> EXTRAIT CHOISI:
:::::

La nouvelle querelle scolaire
Le Figaro Littéraire, jeudi 2 novembre 2000
LIVRES DE POCHES
ESSAI
L'École désoeuvrée de Laurent Jaffro et Jean-Baptiste Rauzy
Champs. Flammarion.
L'école est l'un des hauts lieux d'expression de la, querelle des Anciens et
des Modernes. C'est précisément cette querelle qui intéresse Laurent Jaffro
et Jean-Baptiste Rauzy, deux universitaires qui ont consigné leurs
principales réflexions sur la politique éducative actuelle dans un essai
incisif. Selon les auteurs, la politique éducative serait responsable d'un
renoncement à l'exigence de la transmission du savoir et des oeuvres.
Les deux professeurs de philosophie tentent d'étayer leur propos en
apportant leur éclairage sur quatre grands thèmes : la démocratisation de
l'enseignement, le didactisme, la pédagogie et la morale civique.
Deux camps alimenteraient la nouvelle querelle scolaire.
D'un côté les Anciens, c'est-à-dire une part importante du corps enseignant
des lycées et des collèges, de l'autre, les Modernes, qualifiés de "réformateurs zélés" qui auraient la lourde tâche, non seulement de
comprendre le malaise de l'école mais aussi d'administrer le remède à un
malade récalcitrant qui refuse de se soigner.
Les premiers se prononcent par exemple en faveur du collège unique. Une
institution qui a été instaurée en France sans que l'on définisse
véritablement sa nature et sa fonction, laissant ainsi se développer les
plus grandes contradictions. D'une part, le collège unique a été conçu comme
le prolongement de l'école élémentaire dans la mesure où il a
progressivement accueilli toute une classe d'âge, d'autre part, ce collège a
été uniquement défini comme la première étape du lycée d'enseignement
général réservé à l'élite scolaire et sociale. Or, selon un rapport de
l'Insee, on ne constate aucune baisse de l'inégalité des chances après ces
réformes.

:::::

> LISTE AFFICHÉE:
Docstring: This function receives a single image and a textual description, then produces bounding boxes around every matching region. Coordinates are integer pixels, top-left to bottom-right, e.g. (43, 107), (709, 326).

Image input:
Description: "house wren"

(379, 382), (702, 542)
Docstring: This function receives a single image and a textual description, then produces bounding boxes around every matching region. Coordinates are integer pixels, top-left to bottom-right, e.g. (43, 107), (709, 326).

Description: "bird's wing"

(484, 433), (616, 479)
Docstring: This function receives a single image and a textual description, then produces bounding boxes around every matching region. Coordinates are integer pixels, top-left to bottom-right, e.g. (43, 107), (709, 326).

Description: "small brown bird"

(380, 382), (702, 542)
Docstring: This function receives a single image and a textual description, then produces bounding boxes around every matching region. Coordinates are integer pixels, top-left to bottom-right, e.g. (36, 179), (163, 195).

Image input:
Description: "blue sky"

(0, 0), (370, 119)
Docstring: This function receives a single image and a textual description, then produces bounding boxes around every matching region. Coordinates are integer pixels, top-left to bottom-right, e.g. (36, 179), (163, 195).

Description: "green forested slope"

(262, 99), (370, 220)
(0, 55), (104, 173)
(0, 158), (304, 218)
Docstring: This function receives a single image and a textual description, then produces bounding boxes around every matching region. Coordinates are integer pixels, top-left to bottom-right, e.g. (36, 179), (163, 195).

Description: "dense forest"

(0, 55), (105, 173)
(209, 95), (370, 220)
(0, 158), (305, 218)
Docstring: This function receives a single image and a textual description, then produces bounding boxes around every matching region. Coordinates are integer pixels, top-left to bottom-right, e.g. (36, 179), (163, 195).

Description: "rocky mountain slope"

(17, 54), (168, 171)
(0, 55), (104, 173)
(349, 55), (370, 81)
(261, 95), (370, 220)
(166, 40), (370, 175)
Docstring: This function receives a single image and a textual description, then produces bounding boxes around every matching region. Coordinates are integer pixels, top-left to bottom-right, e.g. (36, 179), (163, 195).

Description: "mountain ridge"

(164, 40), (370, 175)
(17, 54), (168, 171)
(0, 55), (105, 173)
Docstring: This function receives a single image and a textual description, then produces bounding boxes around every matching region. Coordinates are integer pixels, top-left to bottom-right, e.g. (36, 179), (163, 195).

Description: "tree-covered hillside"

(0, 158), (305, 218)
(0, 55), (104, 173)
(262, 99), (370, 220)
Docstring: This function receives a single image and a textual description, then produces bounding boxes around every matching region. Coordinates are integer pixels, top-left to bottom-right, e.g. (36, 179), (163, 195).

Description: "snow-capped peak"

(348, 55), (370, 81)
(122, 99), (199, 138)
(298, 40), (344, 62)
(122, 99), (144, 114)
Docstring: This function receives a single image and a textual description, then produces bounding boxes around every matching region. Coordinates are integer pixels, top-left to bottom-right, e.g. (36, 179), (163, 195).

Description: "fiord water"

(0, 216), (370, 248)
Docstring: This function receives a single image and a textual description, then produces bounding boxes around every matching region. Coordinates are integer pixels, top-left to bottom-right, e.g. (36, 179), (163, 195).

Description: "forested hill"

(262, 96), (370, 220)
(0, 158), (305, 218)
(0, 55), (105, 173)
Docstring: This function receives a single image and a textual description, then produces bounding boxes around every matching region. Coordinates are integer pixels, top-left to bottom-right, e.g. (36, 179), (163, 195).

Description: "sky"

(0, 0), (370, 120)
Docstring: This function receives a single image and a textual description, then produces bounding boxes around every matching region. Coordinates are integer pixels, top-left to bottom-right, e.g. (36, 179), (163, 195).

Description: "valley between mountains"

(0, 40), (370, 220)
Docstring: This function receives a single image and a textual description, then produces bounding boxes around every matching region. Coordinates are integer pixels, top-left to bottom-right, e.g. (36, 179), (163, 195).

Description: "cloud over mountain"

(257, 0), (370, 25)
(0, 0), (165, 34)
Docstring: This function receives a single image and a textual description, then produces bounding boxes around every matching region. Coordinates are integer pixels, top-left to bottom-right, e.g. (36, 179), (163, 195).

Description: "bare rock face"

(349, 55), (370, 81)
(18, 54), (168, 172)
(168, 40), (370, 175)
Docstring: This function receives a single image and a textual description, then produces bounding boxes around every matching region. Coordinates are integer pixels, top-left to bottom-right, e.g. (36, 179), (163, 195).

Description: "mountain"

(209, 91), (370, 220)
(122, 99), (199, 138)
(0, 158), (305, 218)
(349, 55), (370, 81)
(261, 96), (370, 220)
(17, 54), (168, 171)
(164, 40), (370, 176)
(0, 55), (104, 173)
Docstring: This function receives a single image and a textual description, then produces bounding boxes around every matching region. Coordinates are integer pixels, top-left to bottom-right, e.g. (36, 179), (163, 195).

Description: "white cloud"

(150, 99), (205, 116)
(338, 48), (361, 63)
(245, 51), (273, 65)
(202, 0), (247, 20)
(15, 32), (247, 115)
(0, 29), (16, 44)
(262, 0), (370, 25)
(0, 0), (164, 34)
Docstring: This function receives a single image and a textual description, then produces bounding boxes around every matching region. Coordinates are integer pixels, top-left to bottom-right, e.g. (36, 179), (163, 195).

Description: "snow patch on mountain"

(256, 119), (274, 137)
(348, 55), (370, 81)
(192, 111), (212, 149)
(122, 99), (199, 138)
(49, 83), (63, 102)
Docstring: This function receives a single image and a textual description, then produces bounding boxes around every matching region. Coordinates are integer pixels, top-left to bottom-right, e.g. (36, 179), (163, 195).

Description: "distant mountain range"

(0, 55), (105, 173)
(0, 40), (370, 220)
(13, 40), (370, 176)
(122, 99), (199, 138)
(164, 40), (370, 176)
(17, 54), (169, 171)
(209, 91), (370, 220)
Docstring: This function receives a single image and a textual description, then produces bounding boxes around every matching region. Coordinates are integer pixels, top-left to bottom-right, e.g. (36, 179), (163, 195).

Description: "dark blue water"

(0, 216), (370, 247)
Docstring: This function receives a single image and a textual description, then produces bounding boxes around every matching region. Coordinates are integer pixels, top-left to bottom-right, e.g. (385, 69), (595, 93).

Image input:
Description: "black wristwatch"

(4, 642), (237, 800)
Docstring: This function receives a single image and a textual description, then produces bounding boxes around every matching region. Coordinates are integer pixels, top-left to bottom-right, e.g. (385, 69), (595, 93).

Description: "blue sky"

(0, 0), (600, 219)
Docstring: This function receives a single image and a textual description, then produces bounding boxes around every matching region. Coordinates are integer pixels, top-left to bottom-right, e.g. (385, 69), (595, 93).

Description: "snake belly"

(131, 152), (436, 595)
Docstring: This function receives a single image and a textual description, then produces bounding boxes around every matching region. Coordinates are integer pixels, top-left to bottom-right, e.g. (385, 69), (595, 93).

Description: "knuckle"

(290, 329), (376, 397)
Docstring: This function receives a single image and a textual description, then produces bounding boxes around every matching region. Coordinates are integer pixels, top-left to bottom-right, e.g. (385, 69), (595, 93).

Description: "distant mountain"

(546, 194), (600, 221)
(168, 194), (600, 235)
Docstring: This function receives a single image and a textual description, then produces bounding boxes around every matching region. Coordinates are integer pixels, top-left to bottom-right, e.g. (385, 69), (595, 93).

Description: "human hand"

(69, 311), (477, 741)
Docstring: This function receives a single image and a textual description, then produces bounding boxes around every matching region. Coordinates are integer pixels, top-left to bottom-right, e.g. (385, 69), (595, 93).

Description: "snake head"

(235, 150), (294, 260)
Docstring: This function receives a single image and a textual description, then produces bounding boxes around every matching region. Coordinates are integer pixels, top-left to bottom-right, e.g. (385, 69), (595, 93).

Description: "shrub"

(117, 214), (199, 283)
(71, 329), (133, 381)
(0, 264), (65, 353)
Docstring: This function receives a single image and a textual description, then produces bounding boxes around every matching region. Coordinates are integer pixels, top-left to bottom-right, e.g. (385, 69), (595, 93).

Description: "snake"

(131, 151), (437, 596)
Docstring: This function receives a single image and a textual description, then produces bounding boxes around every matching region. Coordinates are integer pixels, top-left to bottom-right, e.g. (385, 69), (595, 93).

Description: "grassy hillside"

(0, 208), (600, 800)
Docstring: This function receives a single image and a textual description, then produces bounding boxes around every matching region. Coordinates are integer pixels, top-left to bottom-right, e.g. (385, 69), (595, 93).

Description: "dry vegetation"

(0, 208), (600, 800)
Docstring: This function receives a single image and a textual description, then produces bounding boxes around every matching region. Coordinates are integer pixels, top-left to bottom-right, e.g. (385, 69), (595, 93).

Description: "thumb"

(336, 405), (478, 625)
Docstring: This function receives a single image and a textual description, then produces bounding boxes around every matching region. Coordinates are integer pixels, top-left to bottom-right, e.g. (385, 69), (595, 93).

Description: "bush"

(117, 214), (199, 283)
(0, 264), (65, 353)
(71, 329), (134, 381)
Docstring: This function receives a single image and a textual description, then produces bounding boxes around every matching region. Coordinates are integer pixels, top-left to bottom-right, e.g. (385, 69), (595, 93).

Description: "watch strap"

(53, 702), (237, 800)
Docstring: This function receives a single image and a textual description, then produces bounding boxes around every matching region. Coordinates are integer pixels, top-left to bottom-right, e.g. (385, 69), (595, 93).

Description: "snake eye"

:::::

> VOS CONSIGNES: D'après l'extrait choisi sur la querelle scolaire, sur quels quatre grands thèmes les deux professeurs de philosophie apportent-ils leur éclairage ?

> RÉPONSE À L'EXERCICE: La démocratisation de l'enseignement, le didactisme, la pédagogie et la morale civique.